* **How to complete this task**
Print all the records below, word for word and in full.

* **Data for this task**
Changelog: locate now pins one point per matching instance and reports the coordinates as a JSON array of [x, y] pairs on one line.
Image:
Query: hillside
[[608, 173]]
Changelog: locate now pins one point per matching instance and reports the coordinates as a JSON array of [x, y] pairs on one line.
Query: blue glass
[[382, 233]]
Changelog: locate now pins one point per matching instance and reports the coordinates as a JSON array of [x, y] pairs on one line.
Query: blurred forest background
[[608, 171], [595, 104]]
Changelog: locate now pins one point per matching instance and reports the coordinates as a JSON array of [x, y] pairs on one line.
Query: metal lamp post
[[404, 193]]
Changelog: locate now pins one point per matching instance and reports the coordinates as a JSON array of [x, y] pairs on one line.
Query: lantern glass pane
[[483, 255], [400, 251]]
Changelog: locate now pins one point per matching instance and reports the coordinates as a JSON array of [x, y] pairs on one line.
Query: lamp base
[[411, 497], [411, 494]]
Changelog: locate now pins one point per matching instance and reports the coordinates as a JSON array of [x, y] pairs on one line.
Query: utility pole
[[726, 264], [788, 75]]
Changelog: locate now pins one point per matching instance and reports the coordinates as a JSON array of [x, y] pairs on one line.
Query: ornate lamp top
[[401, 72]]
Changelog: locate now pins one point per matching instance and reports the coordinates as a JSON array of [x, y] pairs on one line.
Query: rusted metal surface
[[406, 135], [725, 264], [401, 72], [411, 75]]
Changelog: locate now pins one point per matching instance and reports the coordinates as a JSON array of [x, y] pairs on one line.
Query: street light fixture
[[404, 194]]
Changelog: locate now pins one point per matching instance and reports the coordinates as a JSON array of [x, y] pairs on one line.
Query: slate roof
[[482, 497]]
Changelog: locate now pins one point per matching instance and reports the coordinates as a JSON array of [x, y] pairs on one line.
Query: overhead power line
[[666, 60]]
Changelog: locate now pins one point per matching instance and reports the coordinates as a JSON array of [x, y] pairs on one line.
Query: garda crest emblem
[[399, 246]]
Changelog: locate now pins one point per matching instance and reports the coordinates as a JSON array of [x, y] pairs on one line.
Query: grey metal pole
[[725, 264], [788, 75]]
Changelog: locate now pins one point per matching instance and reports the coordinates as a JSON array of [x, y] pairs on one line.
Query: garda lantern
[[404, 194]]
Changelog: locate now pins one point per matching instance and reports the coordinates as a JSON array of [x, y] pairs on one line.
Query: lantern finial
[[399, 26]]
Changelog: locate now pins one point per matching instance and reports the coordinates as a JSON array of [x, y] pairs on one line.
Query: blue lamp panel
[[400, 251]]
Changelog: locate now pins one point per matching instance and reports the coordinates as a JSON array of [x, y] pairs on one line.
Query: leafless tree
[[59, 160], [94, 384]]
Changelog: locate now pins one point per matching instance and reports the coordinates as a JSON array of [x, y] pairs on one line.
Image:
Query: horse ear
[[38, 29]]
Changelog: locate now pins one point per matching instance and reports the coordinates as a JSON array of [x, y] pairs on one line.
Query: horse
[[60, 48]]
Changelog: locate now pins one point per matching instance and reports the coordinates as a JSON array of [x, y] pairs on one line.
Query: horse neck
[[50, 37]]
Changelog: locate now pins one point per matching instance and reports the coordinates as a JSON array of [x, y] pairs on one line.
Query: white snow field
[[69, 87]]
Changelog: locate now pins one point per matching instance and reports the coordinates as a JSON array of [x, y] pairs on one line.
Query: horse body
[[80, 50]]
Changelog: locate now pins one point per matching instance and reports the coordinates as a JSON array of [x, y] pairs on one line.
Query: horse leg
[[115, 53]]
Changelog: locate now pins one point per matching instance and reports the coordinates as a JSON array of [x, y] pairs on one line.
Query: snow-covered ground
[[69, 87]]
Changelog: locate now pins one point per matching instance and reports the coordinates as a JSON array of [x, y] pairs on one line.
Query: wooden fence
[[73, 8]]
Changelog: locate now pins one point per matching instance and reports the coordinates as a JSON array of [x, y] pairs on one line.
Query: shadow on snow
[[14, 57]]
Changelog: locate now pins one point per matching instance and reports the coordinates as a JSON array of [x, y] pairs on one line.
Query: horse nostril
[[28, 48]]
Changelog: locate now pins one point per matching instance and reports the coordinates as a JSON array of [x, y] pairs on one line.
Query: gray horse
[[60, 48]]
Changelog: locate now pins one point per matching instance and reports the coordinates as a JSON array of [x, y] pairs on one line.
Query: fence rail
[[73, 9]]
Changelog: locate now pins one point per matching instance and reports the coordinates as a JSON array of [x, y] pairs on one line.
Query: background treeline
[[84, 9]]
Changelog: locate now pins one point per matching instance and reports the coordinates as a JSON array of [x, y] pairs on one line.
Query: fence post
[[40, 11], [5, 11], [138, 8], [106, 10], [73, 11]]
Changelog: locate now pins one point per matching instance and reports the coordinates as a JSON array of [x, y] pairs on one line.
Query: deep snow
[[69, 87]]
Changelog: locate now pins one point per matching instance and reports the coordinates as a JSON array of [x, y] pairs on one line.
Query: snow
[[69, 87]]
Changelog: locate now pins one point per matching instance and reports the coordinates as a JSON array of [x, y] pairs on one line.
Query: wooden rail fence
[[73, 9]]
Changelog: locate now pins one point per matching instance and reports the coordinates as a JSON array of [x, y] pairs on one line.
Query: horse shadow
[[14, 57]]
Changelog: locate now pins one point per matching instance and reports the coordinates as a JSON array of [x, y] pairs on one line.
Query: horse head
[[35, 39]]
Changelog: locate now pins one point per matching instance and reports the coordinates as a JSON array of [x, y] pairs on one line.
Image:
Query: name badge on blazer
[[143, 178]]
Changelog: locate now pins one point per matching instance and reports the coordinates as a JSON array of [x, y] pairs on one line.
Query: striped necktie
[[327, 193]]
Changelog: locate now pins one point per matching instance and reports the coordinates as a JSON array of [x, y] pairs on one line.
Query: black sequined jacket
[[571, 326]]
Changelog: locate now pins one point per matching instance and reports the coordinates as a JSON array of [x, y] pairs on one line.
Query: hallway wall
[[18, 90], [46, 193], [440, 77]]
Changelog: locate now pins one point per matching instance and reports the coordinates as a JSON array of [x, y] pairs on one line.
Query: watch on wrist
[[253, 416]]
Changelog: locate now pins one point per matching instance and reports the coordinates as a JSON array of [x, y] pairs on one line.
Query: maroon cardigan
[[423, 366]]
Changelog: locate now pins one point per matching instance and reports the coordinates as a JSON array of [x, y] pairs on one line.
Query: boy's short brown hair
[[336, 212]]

* **Output for this task**
Changelog: locate now pins one point per matching instance and reports the coordinates as a JSON array of [x, y] pairs on one line.
Image:
Query: hillside
[[608, 173]]
Changelog: locate now pins one point per matching instance and reports the coordinates as a JSON array of [x, y] pairs on one line.
Query: blue glass
[[382, 233]]
Changelog: locate now pins one point per matching instance and reports the coordinates as a JSON array of [x, y] pairs on one line.
Query: blurred forest background
[[608, 171], [595, 104]]
Changelog: locate now pins one point per matching instance and reports the coordinates as a JSON array of [x, y] pairs on one line.
Query: metal lamp post
[[404, 193]]
Changelog: locate now pins one point per matching instance and reports the coordinates as a JSON array of [x, y] pairs on one line.
Query: lantern glass pane
[[483, 255], [400, 251]]
Changelog: locate now pins one point per matching instance and reports the coordinates as a JSON array of [x, y] pairs on one line.
Query: lamp base
[[411, 497], [411, 494]]
Changelog: locate now pins one point per matching instance and reports the coordinates as a JSON array of [x, y] pairs on one line.
Query: utility pole
[[726, 264], [788, 75]]
Changelog: locate now pins one point per matching instance and reports the coordinates as a JSON array of [x, y] pairs on one line.
Query: ornate lamp top
[[401, 72]]
Changelog: locate now pins one point per matching instance and reports the coordinates as a JSON array of [x, y] pairs on one line.
Query: rusted metal surface
[[406, 135], [725, 264], [401, 72], [411, 75]]
Changelog: locate now pins one point per matching instance and reports the coordinates as a JSON array of [x, y] pairs on one line.
Query: street light fixture
[[404, 194]]
Changelog: locate now pins one point per matching instance and reports the coordinates as a JSON array of [x, y] pairs on one line.
Query: slate roof
[[482, 497]]
Changelog: locate now pins one point per matching instance and reports the coordinates as a JSON array of [x, y] pairs on one line.
Query: overhead power line
[[666, 60]]
Changelog: locate now pins one point per matching instance and reports the coordinates as a JSON array of [x, y] pairs on one line.
Query: garda crest emblem
[[399, 246]]
Changelog: locate now pins one point per matching instance and reports the coordinates as a JSON array of [x, y] pairs on one line.
Query: grey metal pole
[[725, 264], [788, 75]]
Changelog: locate now pins one point per matching instance and reports the coordinates as a JSON array of [x, y] pairs on one line.
Query: garda lantern
[[404, 194]]
Changelog: locate now pins one point per matching instance and reports the coordinates as a JSON array of [x, y] pairs on one line.
Query: lantern finial
[[399, 26]]
Changelog: locate now pins one point per matching instance and reports the coordinates as a JSON array of [x, y] pairs on one line.
Query: blue lamp panel
[[400, 251]]
Changelog: locate now pins one point per matching instance and reports the coordinates as a JSON array of [x, y] pairs on one line.
Query: leafless tree
[[59, 160], [94, 384]]
Changelog: locate now pins one point per matching instance and reports the coordinates as a JSON array of [x, y] pairs on one line.
Image:
Query: horse ear
[[38, 29]]
Changelog: locate now pins one point per matching instance and reports the coordinates as a JSON array of [x, y] pairs on one line.
Query: horse
[[60, 48]]
Changelog: locate now pins one point per matching instance and reports the coordinates as a JSON array of [x, y] pairs on one line.
Query: horse neck
[[50, 37]]
Changelog: locate now pins one point per matching instance and reports the coordinates as a JSON array of [x, y] pairs on one line.
Query: white snow field
[[69, 87]]
Changelog: locate now pins one point per matching instance and reports the coordinates as a JSON array of [x, y] pairs on one line.
Query: horse body
[[80, 50]]
Changelog: locate now pins one point per matching instance and reports the coordinates as a JSON array of [x, y] pairs on one line.
Query: horse leg
[[115, 53]]
Changelog: locate now pins one point per matching instance and reports the coordinates as a JSON array of [x, y] pairs on one line.
Query: snow-covered ground
[[69, 87]]
Changelog: locate now pins one point per matching instance and reports the coordinates as a JSON array of [x, y] pairs on one line.
Query: wooden fence
[[73, 8]]
Changelog: locate now pins one point per matching instance and reports the coordinates as a JSON array of [x, y] pairs on one line.
Query: shadow on snow
[[14, 57]]
Changelog: locate now pins one point per matching instance and reports the coordinates as a JSON array of [x, y] pairs on one line.
Query: horse nostril
[[28, 48]]
Changelog: locate now pins one point per matching instance and reports the coordinates as a JSON array of [x, y] pairs on one line.
Query: gray horse
[[60, 48]]
Changelog: locate now pins one point per matching instance and reports the coordinates as a JSON array of [x, y] pairs on one line.
Query: fence rail
[[73, 9]]
Changelog: locate now pins one point per matching instance and reports the coordinates as a JSON array of [x, y] pairs on one line.
Query: background treeline
[[84, 9]]
Changelog: locate now pins one point per matching instance and reports the coordinates as a JSON array of [x, y] pairs on one line.
Query: fence post
[[40, 11], [5, 11], [138, 8], [106, 10], [73, 11]]
Changelog: locate now pins one point per matching instance and reports the coordinates as a JSON array of [x, y] pairs on one line.
Query: deep snow
[[69, 87]]
Changelog: locate now pins one point per matching instance and reports the coordinates as a JSON array of [x, y] pairs on one line.
Query: snow
[[69, 87]]
Changelog: locate now pins one point per matching instance and reports the coordinates as a JSON array of [x, y] pairs on one line.
Query: wooden rail fence
[[73, 9]]
Changelog: locate now pins one point per matching instance and reports the coordinates as a JSON array of [x, y] pairs on one line.
Query: horse shadow
[[14, 57]]
Changelog: locate now pins one point per matching instance and reports the coordinates as a JSON array of [x, y] pairs on one line.
Query: horse head
[[35, 39]]
Changelog: locate now pins one point per matching instance and reports the coordinates as a JSON array of [x, y] pairs on one line.
Image:
Query: name badge on blazer
[[143, 178]]
Changelog: locate now pins one point per matching instance and reports the coordinates as a JSON array of [x, y] pairs on one line.
Query: striped necktie
[[327, 193]]
Changelog: locate now pins one point per matching instance and reports the coordinates as a JSON array of [x, y] pairs on one line.
Query: black sequined jacket
[[571, 326]]
Changelog: locate now pins one point per matching instance and reports the coordinates as a JSON array of [x, y] pairs on one line.
Query: hallway wall
[[18, 90], [46, 193], [440, 77]]
Changelog: locate now pins one point per matching instance and reports the coordinates as a JSON array of [x, y] pairs on one line.
Query: watch on wrist
[[253, 416]]
Changelog: locate now pins one point per matching instance and reports the coordinates as a JSON array of [x, y] pairs on one line.
Query: maroon cardigan
[[423, 366]]
Changelog: locate now pins one point per matching instance and reports the coordinates as a JSON array of [x, y] pairs on one line.
Query: boy's short brown hair
[[336, 212]]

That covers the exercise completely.